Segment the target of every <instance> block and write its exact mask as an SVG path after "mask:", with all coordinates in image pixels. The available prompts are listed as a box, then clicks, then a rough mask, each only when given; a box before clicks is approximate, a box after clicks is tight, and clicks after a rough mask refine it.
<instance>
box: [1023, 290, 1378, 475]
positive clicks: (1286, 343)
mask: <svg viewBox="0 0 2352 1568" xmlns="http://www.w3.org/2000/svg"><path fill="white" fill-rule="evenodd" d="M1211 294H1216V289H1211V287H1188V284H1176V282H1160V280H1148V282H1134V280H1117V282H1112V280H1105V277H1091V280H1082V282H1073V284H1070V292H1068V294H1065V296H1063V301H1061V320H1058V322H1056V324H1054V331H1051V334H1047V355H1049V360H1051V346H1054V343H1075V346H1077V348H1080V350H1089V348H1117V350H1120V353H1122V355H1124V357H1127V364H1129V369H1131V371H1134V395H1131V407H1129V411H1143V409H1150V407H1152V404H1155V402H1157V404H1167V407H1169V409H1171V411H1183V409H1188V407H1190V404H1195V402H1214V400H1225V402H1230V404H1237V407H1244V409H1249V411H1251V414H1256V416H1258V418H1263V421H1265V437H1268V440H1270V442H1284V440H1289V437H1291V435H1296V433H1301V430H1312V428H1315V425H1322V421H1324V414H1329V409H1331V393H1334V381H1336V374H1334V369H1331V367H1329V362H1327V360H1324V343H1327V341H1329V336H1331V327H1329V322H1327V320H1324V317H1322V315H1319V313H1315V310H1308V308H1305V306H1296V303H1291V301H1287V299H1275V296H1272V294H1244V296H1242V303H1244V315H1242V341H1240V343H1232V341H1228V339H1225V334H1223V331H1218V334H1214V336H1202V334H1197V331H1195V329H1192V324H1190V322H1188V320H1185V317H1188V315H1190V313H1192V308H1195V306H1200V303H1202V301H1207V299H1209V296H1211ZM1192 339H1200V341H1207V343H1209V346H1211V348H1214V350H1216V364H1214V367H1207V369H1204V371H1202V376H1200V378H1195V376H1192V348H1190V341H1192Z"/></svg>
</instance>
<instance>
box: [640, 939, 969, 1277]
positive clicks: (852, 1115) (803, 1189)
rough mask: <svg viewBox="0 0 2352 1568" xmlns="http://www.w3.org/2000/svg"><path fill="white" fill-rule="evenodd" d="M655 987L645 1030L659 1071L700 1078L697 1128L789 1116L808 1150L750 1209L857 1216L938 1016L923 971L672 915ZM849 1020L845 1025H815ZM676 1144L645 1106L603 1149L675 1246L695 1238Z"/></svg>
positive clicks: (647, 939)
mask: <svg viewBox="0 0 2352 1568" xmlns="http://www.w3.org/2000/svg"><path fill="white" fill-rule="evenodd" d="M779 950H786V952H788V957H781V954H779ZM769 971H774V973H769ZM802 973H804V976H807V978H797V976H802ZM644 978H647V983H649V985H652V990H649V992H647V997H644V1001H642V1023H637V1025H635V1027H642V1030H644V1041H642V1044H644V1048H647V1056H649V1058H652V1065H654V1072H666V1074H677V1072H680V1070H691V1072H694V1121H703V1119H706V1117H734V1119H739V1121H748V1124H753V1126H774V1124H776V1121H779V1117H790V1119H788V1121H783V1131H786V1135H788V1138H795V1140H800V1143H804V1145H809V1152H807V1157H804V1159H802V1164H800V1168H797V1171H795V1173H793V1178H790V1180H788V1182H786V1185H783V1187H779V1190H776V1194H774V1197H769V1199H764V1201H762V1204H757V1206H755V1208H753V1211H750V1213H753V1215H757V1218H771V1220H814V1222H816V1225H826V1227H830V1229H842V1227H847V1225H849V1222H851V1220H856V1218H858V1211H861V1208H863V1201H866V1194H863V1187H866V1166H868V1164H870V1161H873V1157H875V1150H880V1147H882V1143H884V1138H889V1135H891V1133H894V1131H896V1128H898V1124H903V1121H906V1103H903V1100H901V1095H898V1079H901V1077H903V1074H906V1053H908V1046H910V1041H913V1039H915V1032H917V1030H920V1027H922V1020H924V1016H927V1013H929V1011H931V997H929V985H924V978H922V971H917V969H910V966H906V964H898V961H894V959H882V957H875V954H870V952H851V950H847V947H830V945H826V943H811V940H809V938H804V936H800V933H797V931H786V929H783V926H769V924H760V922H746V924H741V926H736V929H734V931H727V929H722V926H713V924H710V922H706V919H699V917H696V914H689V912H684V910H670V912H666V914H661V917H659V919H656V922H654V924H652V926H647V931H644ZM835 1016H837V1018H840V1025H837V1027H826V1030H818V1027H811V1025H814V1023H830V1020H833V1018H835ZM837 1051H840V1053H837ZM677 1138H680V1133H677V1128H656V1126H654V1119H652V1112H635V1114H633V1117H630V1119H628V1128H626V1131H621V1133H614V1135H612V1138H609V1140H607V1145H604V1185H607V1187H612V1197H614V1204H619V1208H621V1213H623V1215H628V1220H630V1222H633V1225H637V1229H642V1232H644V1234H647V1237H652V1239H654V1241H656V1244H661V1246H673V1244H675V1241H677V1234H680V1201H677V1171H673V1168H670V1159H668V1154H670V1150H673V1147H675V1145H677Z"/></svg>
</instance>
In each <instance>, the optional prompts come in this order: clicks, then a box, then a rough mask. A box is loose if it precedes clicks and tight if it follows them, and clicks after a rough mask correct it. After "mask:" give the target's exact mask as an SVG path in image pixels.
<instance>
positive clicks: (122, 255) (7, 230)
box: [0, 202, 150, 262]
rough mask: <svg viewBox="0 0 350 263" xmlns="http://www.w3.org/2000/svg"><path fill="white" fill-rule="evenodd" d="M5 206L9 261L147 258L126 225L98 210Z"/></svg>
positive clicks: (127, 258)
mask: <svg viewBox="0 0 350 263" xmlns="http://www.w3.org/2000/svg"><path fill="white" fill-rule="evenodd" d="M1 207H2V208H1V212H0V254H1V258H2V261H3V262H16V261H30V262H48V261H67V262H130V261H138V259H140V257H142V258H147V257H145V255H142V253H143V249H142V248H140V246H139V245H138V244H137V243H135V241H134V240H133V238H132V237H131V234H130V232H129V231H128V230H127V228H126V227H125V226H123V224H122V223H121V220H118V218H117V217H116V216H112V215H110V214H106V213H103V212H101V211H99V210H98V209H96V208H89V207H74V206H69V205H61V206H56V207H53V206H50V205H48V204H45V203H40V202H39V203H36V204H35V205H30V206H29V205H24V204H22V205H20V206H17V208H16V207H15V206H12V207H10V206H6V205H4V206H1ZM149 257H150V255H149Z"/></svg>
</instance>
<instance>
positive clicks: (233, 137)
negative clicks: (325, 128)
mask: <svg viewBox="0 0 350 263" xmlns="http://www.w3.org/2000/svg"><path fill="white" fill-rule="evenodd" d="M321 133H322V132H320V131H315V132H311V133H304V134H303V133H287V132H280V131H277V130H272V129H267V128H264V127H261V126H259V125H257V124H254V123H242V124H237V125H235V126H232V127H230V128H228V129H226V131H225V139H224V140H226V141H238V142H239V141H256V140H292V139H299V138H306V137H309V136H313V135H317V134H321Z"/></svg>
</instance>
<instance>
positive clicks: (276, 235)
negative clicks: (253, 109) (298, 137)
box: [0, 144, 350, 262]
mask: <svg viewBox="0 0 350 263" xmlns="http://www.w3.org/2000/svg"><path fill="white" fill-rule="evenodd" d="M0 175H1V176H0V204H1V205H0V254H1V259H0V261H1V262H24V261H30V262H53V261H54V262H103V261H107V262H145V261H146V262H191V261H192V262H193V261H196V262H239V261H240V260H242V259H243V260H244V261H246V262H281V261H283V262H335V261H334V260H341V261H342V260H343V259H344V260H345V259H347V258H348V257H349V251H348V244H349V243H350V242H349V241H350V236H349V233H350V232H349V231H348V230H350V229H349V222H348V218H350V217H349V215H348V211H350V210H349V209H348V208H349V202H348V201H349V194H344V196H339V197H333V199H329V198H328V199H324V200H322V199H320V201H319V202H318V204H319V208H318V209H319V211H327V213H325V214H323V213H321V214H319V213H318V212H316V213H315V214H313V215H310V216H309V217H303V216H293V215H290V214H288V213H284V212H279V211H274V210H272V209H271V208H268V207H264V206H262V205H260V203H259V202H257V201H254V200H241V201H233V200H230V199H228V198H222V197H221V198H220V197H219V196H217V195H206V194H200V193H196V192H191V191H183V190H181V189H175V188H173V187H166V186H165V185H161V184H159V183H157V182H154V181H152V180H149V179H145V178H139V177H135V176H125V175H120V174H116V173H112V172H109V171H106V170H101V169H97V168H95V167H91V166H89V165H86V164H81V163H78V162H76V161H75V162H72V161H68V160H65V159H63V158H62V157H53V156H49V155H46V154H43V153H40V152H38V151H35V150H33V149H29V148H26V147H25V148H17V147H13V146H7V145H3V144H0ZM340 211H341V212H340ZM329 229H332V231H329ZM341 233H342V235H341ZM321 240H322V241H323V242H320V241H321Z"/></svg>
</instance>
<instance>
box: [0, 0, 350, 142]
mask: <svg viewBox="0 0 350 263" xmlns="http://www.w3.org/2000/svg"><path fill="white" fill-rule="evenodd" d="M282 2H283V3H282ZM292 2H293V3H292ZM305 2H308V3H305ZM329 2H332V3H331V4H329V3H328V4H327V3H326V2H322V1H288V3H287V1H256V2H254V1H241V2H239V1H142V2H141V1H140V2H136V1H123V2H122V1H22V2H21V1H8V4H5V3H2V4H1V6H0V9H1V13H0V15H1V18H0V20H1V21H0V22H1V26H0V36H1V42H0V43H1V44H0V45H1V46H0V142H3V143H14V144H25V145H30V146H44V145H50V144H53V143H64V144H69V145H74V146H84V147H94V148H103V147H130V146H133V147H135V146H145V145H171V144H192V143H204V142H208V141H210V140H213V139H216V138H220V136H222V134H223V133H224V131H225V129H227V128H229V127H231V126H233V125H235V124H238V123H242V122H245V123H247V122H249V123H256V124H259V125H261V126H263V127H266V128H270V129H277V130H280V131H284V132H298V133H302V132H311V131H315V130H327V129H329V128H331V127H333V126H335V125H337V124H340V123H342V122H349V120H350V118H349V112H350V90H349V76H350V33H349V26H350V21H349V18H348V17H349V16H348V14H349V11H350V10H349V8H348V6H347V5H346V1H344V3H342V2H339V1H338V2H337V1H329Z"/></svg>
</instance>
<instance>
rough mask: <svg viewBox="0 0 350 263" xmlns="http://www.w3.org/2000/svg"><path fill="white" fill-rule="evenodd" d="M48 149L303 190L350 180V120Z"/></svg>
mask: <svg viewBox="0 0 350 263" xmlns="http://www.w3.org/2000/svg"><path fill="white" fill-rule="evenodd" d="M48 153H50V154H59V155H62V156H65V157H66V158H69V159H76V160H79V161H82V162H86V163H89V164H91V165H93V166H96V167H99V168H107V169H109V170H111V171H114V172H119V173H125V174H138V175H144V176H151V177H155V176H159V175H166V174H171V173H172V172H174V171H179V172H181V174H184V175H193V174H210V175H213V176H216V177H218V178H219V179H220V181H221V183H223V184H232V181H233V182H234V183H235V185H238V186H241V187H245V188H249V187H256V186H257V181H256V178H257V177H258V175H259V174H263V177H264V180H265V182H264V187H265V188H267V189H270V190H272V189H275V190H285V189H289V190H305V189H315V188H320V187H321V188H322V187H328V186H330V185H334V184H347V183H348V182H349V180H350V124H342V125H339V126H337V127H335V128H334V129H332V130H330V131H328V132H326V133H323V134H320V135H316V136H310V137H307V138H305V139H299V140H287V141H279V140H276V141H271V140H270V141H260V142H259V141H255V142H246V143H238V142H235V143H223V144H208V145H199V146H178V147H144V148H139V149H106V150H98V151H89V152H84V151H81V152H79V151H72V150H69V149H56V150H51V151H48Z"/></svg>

**Exercise description**
Copy, exactly and only, the lines above that begin with the one containing "positive clicks: (122, 255) (7, 230)" and finish with the one containing "negative clicks: (253, 109) (298, 137)".

**Result below**
positive clicks: (122, 255) (7, 230)
box: [0, 202, 150, 262]
rough mask: <svg viewBox="0 0 350 263" xmlns="http://www.w3.org/2000/svg"><path fill="white" fill-rule="evenodd" d="M5 206L9 261L147 258L126 225L98 210Z"/></svg>
positive clicks: (127, 258)
mask: <svg viewBox="0 0 350 263" xmlns="http://www.w3.org/2000/svg"><path fill="white" fill-rule="evenodd" d="M1 207H2V208H1V212H0V254H1V258H2V261H3V262H16V261H30V262H48V261H67V262H130V261H138V259H140V257H142V258H147V257H145V255H142V253H143V249H142V248H140V246H139V245H138V244H137V243H135V241H134V240H133V238H132V237H131V234H130V232H129V231H128V230H127V228H126V227H125V226H123V224H122V223H121V220H118V218H117V217H116V216H112V215H110V214H106V213H103V212H101V211H99V210H98V209H96V208H89V207H74V206H69V205H61V206H56V207H53V206H50V205H48V204H45V203H40V202H39V203H36V204H35V205H30V206H29V205H24V204H22V205H20V206H17V208H16V207H15V206H12V207H10V206H6V205H4V206H1ZM149 257H150V255H149Z"/></svg>
</instance>
<instance>
positive clicks: (233, 137)
negative clicks: (325, 128)
mask: <svg viewBox="0 0 350 263" xmlns="http://www.w3.org/2000/svg"><path fill="white" fill-rule="evenodd" d="M321 133H322V132H320V131H315V132H311V133H304V134H303V133H287V132H280V131H277V130H272V129H267V128H264V127H261V126H259V125H257V124H254V123H242V124H237V125H235V126H232V127H230V128H228V129H226V131H225V139H224V140H226V141H238V142H239V141H256V140H292V139H299V138H306V137H309V136H313V135H317V134H321Z"/></svg>
</instance>
<instance>
positive clicks: (276, 235)
negative clicks: (253, 109) (298, 137)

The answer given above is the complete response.